**Task description**
Reproduce every line of the entries below and offset each coordinate in the answer points by -18. Leave the sample points and all other text unchanged, and leave the pictures out.

Start of Dataset extract

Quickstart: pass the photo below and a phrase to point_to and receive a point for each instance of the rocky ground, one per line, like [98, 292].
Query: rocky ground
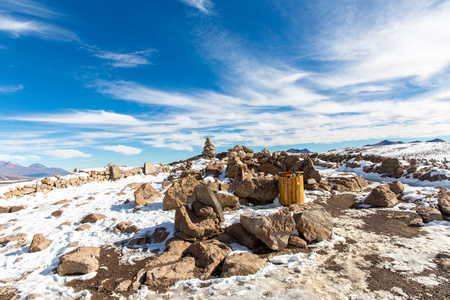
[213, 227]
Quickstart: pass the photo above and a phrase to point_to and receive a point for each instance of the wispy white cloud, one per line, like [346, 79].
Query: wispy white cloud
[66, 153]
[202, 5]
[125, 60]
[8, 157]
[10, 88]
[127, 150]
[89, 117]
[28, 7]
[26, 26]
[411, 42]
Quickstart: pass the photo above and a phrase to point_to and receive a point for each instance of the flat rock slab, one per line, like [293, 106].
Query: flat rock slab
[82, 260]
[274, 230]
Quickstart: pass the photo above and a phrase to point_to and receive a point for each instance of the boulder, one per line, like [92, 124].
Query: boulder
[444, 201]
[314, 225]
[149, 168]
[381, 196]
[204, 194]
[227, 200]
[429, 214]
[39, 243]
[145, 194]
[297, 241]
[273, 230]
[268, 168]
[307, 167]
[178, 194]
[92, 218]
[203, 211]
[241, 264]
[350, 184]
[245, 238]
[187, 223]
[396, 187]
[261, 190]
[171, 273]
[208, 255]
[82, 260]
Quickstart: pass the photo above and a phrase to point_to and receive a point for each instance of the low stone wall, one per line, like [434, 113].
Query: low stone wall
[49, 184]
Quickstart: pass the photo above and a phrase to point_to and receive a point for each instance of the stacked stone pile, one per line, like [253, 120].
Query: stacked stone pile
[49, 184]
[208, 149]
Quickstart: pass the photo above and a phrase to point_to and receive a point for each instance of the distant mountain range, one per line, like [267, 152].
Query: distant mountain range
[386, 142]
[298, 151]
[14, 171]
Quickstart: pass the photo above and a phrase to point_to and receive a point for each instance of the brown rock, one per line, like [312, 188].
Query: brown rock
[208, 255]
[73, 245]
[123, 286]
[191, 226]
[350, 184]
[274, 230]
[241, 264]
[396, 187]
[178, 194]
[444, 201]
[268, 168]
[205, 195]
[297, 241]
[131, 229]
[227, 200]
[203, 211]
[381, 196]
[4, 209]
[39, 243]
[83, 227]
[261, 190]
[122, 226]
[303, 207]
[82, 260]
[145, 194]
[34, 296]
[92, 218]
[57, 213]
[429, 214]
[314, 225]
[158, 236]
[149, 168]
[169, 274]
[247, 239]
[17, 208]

End of Dataset extract

**Result of the task**
Quickstart: pass the photo below and a phrase to point_to and receive a point for each instance of the rocky ground, one per line, like [98, 292].
Query: rocky ground
[195, 209]
Quickstart: pass the photo above and a phrase to point_to and receive a point for each instance of the wispy white cloud, one per line, like [346, 79].
Query: wispy white cloud
[48, 135]
[184, -13]
[107, 42]
[-10, 139]
[-8, 70]
[109, 132]
[71, 99]
[10, -11]
[8, 8]
[393, 24]
Quickstart: pass the photo above and a phrase to point_to and receive a point for each instance of the flat rock slab, one per line, like [293, 106].
Query: flat rock slab
[64, 242]
[256, 212]
Quickstart: pass the photo above and a phrase to point_to and receive a point for each instance of the boulder, one per line, like [92, 124].
Query: boulder
[426, 183]
[296, 207]
[131, 150]
[363, 178]
[186, 176]
[209, 182]
[411, 196]
[21, 225]
[127, 176]
[279, 223]
[255, 212]
[250, 150]
[289, 149]
[160, 176]
[74, 200]
[185, 193]
[223, 246]
[332, 166]
[227, 220]
[169, 205]
[378, 169]
[243, 172]
[153, 255]
[190, 237]
[64, 242]
Quickstart: pass the photo above and a phrase to point_to and receive a point for each instance of the low stone wall, one per line, like [434, 113].
Query: low stone wall
[31, 166]
Quickstart: pass the photo above and a phrase to point_to and receive a point for each instance of the stacked stone pile, one per line, like [253, 120].
Query: stacked stone pile
[31, 166]
[190, 131]
Quickstart: pass the photo above and a phrase to point_to and receive a point for each instance of the distant mountain range, one per line, like [267, 152].
Query: distant mountain range
[368, 124]
[280, 133]
[-4, 153]
Quickstart: pass the photo above and a phrase to point_to and receive a point for each instance of the brown rock, one per line, like [312, 188].
Query: brown rock
[190, 237]
[55, 227]
[105, 268]
[173, 208]
[332, 166]
[256, 212]
[223, 246]
[378, 169]
[160, 176]
[426, 183]
[250, 150]
[187, 177]
[279, 223]
[113, 211]
[209, 182]
[185, 193]
[363, 178]
[-14, 191]
[21, 225]
[65, 209]
[243, 172]
[104, 208]
[285, 189]
[64, 242]
[127, 176]
[16, 278]
[74, 200]
[39, 195]
[411, 196]
[296, 207]
[140, 218]
[131, 150]
[151, 256]
[229, 221]
[-1, 190]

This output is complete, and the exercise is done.